• [TASK MATERIAL]
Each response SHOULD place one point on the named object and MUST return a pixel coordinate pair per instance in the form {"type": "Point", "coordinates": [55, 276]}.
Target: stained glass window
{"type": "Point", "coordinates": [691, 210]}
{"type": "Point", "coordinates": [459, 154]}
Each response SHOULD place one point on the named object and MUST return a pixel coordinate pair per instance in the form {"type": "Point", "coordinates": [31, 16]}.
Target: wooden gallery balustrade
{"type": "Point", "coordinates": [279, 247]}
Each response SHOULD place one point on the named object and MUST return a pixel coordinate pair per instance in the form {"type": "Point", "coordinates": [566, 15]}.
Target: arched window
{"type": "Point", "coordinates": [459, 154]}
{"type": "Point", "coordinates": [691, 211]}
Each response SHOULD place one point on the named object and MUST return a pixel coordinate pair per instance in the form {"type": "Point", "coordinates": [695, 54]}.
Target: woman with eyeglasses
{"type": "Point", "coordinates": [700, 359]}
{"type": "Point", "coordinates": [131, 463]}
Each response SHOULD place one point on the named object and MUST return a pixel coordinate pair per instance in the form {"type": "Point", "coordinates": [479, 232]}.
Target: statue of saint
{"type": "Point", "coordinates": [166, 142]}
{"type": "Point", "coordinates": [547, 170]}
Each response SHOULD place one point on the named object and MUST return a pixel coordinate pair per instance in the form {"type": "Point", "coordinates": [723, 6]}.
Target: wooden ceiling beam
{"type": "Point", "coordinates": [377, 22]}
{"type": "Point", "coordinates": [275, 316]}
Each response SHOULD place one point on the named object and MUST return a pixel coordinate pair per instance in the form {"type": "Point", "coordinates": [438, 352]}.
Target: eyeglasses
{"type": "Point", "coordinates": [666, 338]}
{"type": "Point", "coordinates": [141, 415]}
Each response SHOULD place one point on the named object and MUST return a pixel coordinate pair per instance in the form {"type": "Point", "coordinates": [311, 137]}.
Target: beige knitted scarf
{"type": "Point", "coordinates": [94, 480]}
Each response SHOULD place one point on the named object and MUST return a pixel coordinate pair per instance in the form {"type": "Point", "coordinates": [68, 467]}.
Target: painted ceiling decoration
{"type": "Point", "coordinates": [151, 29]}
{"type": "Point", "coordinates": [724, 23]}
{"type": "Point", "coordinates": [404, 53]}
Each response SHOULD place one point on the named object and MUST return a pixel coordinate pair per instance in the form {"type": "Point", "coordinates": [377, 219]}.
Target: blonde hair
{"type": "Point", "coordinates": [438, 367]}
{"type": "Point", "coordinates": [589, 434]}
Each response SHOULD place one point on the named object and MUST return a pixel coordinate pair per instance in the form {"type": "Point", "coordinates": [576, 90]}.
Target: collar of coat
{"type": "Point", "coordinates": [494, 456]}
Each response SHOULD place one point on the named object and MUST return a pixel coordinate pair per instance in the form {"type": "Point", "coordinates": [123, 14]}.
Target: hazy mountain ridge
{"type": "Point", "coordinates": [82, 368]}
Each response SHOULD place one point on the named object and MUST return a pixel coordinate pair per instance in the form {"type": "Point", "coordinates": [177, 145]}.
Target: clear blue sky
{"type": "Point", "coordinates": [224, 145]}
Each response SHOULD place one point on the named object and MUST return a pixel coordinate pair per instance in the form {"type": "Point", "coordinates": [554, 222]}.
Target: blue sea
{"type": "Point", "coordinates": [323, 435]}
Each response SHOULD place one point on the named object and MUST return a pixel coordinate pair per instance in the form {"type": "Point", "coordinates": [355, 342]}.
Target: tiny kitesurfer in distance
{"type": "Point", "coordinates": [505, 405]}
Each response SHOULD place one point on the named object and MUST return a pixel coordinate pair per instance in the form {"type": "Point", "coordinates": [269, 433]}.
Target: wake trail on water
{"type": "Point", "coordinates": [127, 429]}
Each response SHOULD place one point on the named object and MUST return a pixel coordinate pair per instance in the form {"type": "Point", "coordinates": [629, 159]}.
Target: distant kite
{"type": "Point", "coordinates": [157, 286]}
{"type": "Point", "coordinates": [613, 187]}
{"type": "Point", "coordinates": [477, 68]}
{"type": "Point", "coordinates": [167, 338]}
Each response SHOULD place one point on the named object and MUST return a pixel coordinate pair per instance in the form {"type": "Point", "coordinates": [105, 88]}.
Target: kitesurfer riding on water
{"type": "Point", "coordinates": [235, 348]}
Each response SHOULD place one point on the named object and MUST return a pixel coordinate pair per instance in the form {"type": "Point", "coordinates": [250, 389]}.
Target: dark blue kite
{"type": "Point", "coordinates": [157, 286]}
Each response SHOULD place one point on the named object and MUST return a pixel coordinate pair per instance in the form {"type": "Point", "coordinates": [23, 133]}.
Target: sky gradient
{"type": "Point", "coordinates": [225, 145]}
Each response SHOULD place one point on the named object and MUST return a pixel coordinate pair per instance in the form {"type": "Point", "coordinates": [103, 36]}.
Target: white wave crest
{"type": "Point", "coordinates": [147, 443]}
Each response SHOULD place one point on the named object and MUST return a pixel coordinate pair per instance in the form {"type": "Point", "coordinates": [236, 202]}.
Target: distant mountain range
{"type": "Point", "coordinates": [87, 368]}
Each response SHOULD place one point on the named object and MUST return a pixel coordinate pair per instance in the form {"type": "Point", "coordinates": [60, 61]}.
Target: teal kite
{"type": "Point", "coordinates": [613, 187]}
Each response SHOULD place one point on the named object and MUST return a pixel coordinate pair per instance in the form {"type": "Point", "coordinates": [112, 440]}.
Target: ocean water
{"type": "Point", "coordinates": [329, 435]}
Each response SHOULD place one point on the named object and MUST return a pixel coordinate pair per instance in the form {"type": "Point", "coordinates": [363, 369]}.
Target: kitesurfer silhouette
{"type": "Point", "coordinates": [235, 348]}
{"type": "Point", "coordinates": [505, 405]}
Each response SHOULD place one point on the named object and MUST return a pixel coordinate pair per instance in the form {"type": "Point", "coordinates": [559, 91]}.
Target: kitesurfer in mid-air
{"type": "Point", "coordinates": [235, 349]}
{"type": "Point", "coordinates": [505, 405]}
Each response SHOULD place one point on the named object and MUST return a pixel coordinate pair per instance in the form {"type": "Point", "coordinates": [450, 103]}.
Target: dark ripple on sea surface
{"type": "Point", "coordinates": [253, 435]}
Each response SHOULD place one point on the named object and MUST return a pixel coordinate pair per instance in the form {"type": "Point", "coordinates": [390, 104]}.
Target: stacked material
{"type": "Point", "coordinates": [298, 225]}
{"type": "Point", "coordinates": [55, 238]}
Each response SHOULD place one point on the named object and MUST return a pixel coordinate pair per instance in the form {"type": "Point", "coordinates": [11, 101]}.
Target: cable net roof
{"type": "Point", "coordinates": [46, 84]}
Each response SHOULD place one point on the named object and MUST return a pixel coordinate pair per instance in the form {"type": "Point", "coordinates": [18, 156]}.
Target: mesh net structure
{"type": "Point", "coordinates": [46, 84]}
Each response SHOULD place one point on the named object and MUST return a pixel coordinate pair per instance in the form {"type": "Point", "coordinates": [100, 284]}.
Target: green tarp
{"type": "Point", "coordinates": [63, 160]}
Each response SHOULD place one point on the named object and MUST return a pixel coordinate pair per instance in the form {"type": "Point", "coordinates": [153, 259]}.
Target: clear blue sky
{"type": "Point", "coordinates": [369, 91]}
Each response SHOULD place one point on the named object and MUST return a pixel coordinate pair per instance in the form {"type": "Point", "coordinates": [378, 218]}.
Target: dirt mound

• [EXERCISE DETAILS]
Please set down each entry again, word for word.

• [RESULT OF THIS TASK]
Each response SHOULD place one point on the named object and MUST return a pixel coordinate pair per instance in the form {"type": "Point", "coordinates": [55, 276]}.
Target: stained glass window
{"type": "Point", "coordinates": [691, 210]}
{"type": "Point", "coordinates": [459, 154]}
Each response SHOULD place one point on the named object and MUST return a pixel coordinate pair per instance in the form {"type": "Point", "coordinates": [31, 16]}.
Target: wooden gallery balustrade
{"type": "Point", "coordinates": [279, 247]}
Each response SHOULD place one point on the named object and MUST return a pixel coordinate pair per instance in the form {"type": "Point", "coordinates": [566, 15]}.
Target: arched window
{"type": "Point", "coordinates": [459, 154]}
{"type": "Point", "coordinates": [691, 211]}
Each response SHOULD place one point on the named object and MUST return a pixel coordinate pair per instance in the form {"type": "Point", "coordinates": [695, 54]}.
Target: woman with eyeglasses
{"type": "Point", "coordinates": [700, 359]}
{"type": "Point", "coordinates": [131, 463]}
Each response SHOULD place one point on the named object and MUST return a pixel coordinate pair per instance in the form {"type": "Point", "coordinates": [479, 232]}.
Target: statue of saint
{"type": "Point", "coordinates": [166, 142]}
{"type": "Point", "coordinates": [547, 170]}
Each response SHOULD place one point on the named object and MUST return a pixel coordinate pair per instance in the form {"type": "Point", "coordinates": [723, 6]}.
Target: wooden ceiling beam
{"type": "Point", "coordinates": [377, 22]}
{"type": "Point", "coordinates": [275, 316]}
Each response SHOULD place one point on the named object and MUST return a pixel coordinate pair per instance in the form {"type": "Point", "coordinates": [438, 352]}.
Target: eyeglasses
{"type": "Point", "coordinates": [666, 338]}
{"type": "Point", "coordinates": [141, 415]}
Each response SHOULD place one point on the named object and MUST return a pixel coordinate pair per instance in the form {"type": "Point", "coordinates": [311, 137]}.
Target: beige knitted scarf
{"type": "Point", "coordinates": [94, 480]}
Each response SHOULD place one point on the named object and MUST return a pixel coordinate pair per instance in the form {"type": "Point", "coordinates": [68, 467]}.
Target: painted ceiling decoration
{"type": "Point", "coordinates": [151, 29]}
{"type": "Point", "coordinates": [724, 23]}
{"type": "Point", "coordinates": [404, 53]}
Each response SHOULD place one point on the named object and MUST return a pixel coordinate pair per instance in the form {"type": "Point", "coordinates": [377, 219]}.
Target: blonde hair
{"type": "Point", "coordinates": [438, 367]}
{"type": "Point", "coordinates": [589, 434]}
Each response SHOULD place one point on the named object and MUST return a pixel coordinate pair per instance in the form {"type": "Point", "coordinates": [576, 90]}.
Target: collar of coat
{"type": "Point", "coordinates": [494, 456]}
Each response SHOULD place one point on the named object and MUST return a pixel coordinate pair per instance in the form {"type": "Point", "coordinates": [123, 14]}.
Target: hazy mountain ridge
{"type": "Point", "coordinates": [82, 368]}
Each response SHOULD place one point on the named object and MUST return a pixel coordinate pair per instance in the form {"type": "Point", "coordinates": [177, 145]}.
Target: clear blue sky
{"type": "Point", "coordinates": [224, 145]}
Each response SHOULD place one point on the named object and MUST return a pixel coordinate pair per instance in the form {"type": "Point", "coordinates": [554, 222]}.
Target: blue sea
{"type": "Point", "coordinates": [323, 435]}
Each response SHOULD place one point on the named object and MUST return a pixel coordinate pair per instance in the form {"type": "Point", "coordinates": [355, 342]}.
Target: tiny kitesurfer in distance
{"type": "Point", "coordinates": [505, 405]}
Each response SHOULD place one point on the named object and MUST return a pixel coordinate pair per instance in the form {"type": "Point", "coordinates": [269, 433]}.
Target: wake trail on water
{"type": "Point", "coordinates": [127, 429]}
Each response SHOULD place one point on the named object and MUST return a pixel coordinate pair per instance in the form {"type": "Point", "coordinates": [629, 159]}.
Target: distant kite
{"type": "Point", "coordinates": [157, 286]}
{"type": "Point", "coordinates": [613, 187]}
{"type": "Point", "coordinates": [477, 68]}
{"type": "Point", "coordinates": [167, 338]}
Each response SHOULD place one point on the named object and MUST return a pixel coordinate pair per instance in the form {"type": "Point", "coordinates": [105, 88]}.
Target: kitesurfer riding on water
{"type": "Point", "coordinates": [235, 348]}
Each response SHOULD place one point on the named object and MUST return a pixel coordinate pair per instance in the form {"type": "Point", "coordinates": [250, 389]}.
Target: dark blue kite
{"type": "Point", "coordinates": [157, 286]}
Each response SHOULD place one point on the named object and MUST return a pixel coordinate pair per instance in the form {"type": "Point", "coordinates": [23, 133]}.
Target: sky gradient
{"type": "Point", "coordinates": [225, 145]}
Each response SHOULD place one point on the named object and MUST return a pixel coordinate pair per instance in the form {"type": "Point", "coordinates": [103, 36]}.
Target: white wave crest
{"type": "Point", "coordinates": [147, 443]}
Each response SHOULD place one point on the named object and MUST return a pixel coordinate pair per instance in the form {"type": "Point", "coordinates": [236, 202]}.
Target: distant mountain range
{"type": "Point", "coordinates": [87, 368]}
Each response SHOULD place one point on the named object and MUST return a pixel coordinate pair per instance in the form {"type": "Point", "coordinates": [60, 61]}.
Target: teal kite
{"type": "Point", "coordinates": [613, 187]}
Each response SHOULD place one point on the named object and MUST return a pixel coordinate pair per instance in the form {"type": "Point", "coordinates": [112, 440]}.
Target: ocean water
{"type": "Point", "coordinates": [329, 435]}
Each response SHOULD place one point on the named object and MUST return a pixel coordinate pair per instance in the form {"type": "Point", "coordinates": [363, 369]}.
Target: kitesurfer silhouette
{"type": "Point", "coordinates": [235, 348]}
{"type": "Point", "coordinates": [505, 405]}
Each response SHOULD place one point on the named object and MUST return a pixel coordinate pair per instance in the form {"type": "Point", "coordinates": [559, 91]}.
Target: kitesurfer in mid-air
{"type": "Point", "coordinates": [235, 349]}
{"type": "Point", "coordinates": [505, 405]}
Each response SHOULD place one point on the named object and MUST return a pixel coordinate pair per instance in the form {"type": "Point", "coordinates": [450, 103]}.
Target: dark ripple on sea surface
{"type": "Point", "coordinates": [253, 435]}
Each response SHOULD place one point on the named object and MUST return a pixel coordinate pair per instance in the form {"type": "Point", "coordinates": [390, 104]}.
Target: stacked material
{"type": "Point", "coordinates": [298, 225]}
{"type": "Point", "coordinates": [55, 238]}
Each response SHOULD place one point on the named object and MUST return a pixel coordinate pair per instance in the form {"type": "Point", "coordinates": [11, 101]}.
Target: cable net roof
{"type": "Point", "coordinates": [46, 84]}
Each response SHOULD place one point on the named object and MUST return a pixel coordinate pair per instance in the form {"type": "Point", "coordinates": [18, 156]}.
Target: mesh net structure
{"type": "Point", "coordinates": [46, 84]}
Each response SHOULD place one point on the named object and MUST return a pixel coordinate pair per instance in the form {"type": "Point", "coordinates": [100, 284]}.
Target: green tarp
{"type": "Point", "coordinates": [63, 160]}
Each response SHOULD place one point on the named object and MUST return a pixel coordinate pair per instance in the form {"type": "Point", "coordinates": [153, 259]}.
Target: clear blue sky
{"type": "Point", "coordinates": [369, 91]}
Each response SHOULD place one point on the named object and MUST return a pixel coordinate pair per instance in the form {"type": "Point", "coordinates": [378, 218]}.
Target: dirt mound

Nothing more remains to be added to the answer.